# [Data for this exercise]
▶

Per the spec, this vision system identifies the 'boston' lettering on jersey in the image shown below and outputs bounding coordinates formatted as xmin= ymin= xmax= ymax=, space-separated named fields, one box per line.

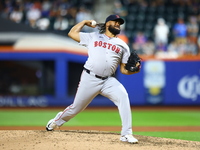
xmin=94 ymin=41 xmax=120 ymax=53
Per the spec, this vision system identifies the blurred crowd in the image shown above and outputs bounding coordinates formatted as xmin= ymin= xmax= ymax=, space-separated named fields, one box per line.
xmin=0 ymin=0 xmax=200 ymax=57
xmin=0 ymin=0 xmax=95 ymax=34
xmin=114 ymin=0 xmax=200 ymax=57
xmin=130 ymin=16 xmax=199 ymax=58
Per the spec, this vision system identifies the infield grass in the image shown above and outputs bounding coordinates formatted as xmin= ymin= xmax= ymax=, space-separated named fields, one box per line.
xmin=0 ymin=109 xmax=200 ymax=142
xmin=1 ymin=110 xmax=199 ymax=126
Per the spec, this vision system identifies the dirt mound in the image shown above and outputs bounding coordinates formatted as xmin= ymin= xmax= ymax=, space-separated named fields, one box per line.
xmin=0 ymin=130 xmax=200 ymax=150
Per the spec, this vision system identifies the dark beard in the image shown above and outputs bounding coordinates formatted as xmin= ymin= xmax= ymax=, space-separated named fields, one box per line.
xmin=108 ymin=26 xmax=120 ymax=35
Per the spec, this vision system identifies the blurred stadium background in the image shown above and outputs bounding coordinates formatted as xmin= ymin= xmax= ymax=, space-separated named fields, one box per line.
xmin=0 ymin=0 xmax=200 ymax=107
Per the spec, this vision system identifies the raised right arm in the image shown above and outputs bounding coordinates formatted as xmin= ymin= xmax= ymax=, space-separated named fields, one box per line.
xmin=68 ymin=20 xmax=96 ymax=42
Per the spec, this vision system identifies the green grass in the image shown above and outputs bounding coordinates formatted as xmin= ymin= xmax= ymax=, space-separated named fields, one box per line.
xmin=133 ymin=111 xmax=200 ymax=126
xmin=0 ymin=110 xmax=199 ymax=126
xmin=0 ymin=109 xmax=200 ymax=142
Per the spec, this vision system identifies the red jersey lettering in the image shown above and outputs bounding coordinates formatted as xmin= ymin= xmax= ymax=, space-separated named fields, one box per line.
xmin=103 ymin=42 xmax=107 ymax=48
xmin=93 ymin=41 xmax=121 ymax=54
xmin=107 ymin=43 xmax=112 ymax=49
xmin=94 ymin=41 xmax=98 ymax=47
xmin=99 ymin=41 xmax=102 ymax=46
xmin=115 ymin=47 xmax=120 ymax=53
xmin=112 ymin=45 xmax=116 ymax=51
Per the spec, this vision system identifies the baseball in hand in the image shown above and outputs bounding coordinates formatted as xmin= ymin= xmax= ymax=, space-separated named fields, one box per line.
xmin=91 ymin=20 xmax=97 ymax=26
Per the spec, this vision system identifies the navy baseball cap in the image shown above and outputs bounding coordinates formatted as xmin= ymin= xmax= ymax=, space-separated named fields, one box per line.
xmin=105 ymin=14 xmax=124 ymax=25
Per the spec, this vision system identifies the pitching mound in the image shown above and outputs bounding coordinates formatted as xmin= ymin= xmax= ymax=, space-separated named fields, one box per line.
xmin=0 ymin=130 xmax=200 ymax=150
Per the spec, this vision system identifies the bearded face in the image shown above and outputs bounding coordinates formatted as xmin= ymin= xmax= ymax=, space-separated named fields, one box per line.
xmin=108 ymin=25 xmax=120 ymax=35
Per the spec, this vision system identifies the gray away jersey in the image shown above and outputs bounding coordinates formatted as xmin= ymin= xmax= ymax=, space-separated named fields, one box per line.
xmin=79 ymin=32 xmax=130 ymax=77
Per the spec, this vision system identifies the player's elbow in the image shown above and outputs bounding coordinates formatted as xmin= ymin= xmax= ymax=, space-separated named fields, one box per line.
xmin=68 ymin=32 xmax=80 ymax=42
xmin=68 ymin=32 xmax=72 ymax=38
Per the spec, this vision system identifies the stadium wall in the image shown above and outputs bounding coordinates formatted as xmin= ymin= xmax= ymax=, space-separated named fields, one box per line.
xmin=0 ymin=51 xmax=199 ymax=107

◀
▶

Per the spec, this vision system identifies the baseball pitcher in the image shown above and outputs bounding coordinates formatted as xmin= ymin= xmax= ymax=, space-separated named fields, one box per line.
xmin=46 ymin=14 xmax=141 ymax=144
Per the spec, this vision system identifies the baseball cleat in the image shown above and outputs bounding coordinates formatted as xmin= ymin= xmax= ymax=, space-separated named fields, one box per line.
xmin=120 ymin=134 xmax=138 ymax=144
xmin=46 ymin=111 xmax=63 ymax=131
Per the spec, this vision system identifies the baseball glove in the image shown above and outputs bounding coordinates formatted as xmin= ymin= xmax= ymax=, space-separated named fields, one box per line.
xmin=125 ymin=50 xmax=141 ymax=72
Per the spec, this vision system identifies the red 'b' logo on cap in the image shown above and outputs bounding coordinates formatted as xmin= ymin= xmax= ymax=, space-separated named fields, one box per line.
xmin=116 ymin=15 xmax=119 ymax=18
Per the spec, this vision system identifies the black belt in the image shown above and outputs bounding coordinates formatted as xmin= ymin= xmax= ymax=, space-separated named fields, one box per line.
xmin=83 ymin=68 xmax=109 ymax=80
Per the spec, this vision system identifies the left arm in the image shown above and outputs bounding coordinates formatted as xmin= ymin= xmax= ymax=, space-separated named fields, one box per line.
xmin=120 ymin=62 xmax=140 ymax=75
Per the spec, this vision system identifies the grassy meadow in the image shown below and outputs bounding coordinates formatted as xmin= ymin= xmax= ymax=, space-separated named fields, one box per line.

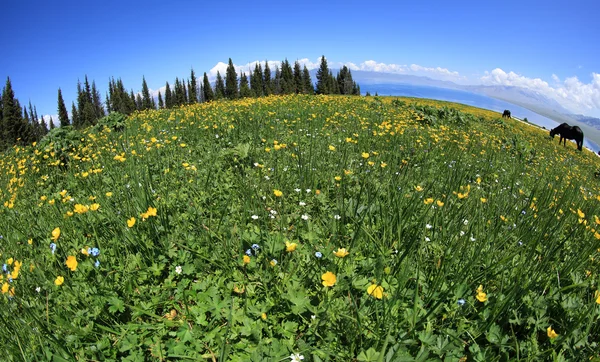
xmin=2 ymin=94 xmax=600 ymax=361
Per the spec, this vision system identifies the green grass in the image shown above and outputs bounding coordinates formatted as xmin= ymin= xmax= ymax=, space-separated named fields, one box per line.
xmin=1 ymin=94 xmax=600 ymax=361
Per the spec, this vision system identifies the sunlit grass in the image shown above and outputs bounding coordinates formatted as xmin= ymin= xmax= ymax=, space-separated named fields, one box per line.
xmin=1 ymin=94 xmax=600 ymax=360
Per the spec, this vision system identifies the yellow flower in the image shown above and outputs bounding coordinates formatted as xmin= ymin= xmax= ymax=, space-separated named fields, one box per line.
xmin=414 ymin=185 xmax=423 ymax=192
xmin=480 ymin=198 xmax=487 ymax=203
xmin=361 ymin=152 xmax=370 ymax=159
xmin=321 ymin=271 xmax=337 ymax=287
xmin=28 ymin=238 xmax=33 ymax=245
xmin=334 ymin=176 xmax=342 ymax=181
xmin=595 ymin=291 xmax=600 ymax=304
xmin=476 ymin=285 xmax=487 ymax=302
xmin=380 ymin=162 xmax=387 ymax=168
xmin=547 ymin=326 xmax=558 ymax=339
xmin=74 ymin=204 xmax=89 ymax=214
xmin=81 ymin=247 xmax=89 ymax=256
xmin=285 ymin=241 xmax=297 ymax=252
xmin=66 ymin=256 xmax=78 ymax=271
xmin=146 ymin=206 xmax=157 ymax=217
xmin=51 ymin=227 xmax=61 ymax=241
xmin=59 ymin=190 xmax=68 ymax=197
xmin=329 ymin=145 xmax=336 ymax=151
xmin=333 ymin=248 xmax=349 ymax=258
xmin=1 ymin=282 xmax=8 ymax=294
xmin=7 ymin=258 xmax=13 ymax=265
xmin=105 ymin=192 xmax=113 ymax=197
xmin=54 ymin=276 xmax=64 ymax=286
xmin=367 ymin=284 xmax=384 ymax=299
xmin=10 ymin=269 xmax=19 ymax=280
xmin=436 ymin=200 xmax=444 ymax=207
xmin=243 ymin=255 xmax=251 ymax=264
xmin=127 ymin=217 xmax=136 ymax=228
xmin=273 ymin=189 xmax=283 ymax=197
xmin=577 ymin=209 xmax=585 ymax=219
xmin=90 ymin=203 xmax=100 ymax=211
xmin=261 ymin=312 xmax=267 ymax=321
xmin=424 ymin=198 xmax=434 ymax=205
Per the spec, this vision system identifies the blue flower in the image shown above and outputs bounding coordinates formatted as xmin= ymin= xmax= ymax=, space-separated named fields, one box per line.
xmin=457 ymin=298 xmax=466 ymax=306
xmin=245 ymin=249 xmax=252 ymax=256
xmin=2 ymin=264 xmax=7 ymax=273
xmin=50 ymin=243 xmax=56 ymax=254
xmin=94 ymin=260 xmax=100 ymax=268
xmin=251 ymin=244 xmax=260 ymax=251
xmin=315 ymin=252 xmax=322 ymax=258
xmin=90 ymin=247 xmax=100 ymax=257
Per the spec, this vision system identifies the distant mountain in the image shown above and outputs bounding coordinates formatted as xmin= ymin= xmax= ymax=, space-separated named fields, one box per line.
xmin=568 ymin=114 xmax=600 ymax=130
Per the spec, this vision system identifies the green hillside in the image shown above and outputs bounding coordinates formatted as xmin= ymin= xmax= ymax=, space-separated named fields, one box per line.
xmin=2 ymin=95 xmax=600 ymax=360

◀
▶

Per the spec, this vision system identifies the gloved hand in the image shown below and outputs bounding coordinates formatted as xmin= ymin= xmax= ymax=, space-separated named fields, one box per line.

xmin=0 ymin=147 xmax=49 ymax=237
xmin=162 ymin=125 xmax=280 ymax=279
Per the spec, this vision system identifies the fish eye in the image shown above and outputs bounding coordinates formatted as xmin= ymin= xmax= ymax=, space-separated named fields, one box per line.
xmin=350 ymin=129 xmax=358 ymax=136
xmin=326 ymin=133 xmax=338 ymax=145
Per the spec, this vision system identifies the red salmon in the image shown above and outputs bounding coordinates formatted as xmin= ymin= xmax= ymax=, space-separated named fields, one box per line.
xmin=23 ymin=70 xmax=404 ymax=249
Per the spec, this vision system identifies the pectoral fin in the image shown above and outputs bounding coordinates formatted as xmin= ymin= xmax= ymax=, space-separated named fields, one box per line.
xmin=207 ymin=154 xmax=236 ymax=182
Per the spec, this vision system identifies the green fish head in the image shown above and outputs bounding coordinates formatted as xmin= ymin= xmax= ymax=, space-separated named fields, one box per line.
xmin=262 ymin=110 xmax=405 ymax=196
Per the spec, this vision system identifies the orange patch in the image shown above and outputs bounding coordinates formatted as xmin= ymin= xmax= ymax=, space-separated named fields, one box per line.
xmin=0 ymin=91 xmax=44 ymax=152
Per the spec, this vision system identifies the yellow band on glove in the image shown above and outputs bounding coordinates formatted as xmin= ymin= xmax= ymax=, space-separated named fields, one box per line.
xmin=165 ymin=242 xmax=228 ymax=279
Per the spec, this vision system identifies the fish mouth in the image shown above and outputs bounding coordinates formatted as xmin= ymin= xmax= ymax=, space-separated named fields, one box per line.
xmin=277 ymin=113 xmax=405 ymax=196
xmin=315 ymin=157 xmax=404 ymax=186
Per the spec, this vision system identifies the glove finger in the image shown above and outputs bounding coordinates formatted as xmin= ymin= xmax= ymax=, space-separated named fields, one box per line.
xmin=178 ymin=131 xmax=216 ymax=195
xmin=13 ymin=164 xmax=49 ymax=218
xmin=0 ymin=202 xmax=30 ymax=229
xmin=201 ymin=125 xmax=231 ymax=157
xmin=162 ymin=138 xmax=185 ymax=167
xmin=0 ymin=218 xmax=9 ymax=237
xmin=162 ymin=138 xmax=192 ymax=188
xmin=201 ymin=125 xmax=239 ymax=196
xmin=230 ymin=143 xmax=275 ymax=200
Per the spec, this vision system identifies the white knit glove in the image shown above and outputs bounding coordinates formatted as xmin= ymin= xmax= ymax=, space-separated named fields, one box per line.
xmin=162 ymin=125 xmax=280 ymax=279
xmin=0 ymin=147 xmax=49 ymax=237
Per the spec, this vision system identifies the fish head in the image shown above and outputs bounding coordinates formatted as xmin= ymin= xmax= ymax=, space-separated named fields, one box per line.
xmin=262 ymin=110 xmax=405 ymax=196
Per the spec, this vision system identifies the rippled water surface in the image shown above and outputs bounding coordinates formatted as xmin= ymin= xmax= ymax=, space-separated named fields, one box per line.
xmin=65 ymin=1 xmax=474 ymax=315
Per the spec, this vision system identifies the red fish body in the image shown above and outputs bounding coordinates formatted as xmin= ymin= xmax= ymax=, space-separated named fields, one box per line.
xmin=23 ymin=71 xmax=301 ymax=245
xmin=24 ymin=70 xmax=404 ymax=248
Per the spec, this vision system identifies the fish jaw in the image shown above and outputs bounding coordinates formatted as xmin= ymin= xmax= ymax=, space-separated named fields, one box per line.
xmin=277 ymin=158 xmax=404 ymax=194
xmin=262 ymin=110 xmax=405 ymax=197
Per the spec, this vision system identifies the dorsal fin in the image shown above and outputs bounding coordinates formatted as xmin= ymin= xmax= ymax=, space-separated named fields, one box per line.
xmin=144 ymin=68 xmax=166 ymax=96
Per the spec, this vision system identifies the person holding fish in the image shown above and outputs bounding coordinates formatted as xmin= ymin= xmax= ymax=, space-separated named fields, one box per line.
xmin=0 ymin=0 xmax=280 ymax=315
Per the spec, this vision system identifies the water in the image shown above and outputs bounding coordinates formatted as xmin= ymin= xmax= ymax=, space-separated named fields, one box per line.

◀

# [What the task requires]
Output exactly one stretch of the listing: from the line containing "Per the spec, this vision system identifies the white" through the line containing "Per the spec, this vision system identifies the water", both end lines included.

# [Answer box]
Per the spec, this vision system identifies the white knit glove in the image shown above and outputs bounding coordinates formatted as xmin= ymin= xmax= ymax=, space-separated named fields, one box per line.
xmin=162 ymin=125 xmax=280 ymax=279
xmin=0 ymin=147 xmax=49 ymax=237
Per the spec, this vision system identifies the fish head in the image shown above and outputs bounding coordinates formatted as xmin= ymin= xmax= ymax=, space-separated named fields, one box per line.
xmin=262 ymin=110 xmax=405 ymax=196
Per the spec, this vision system identifies the rippled water surface in the image shown above and outputs bounding coordinates formatted as xmin= ymin= xmax= ymax=, space-separated named fields, one box per line.
xmin=65 ymin=1 xmax=474 ymax=315
Per the spec, this vision system identifies the red fish body in the image shown above and outputs bounding coordinates formatted as xmin= ymin= xmax= ymax=, space-separated named fields, one box per line.
xmin=23 ymin=71 xmax=301 ymax=245
xmin=24 ymin=70 xmax=404 ymax=248
Per the spec, this vision system identifies the fish jaw in the image shown above and outputs bounding coordinates formatted as xmin= ymin= xmax= ymax=, space-separated named fields, one box per line.
xmin=277 ymin=158 xmax=404 ymax=194
xmin=262 ymin=110 xmax=405 ymax=197
Per the spec, this vision system identifies the dorsal fin in the image shown above and outputs bounding coordinates formatted as xmin= ymin= xmax= ymax=, space-separated named fields, one box per line.
xmin=144 ymin=68 xmax=166 ymax=96
Per the spec, this vision system identifies the person holding fish in the image shown above and outputs bounding coordinates formatted as xmin= ymin= xmax= ymax=, space-separated named fields, one box per line.
xmin=0 ymin=0 xmax=280 ymax=315
Per the spec, this vision system identifies the water in the image shown above and outputs bounding coordinates formatted as xmin= ymin= xmax= ymax=, space-separated named fields, one box per line.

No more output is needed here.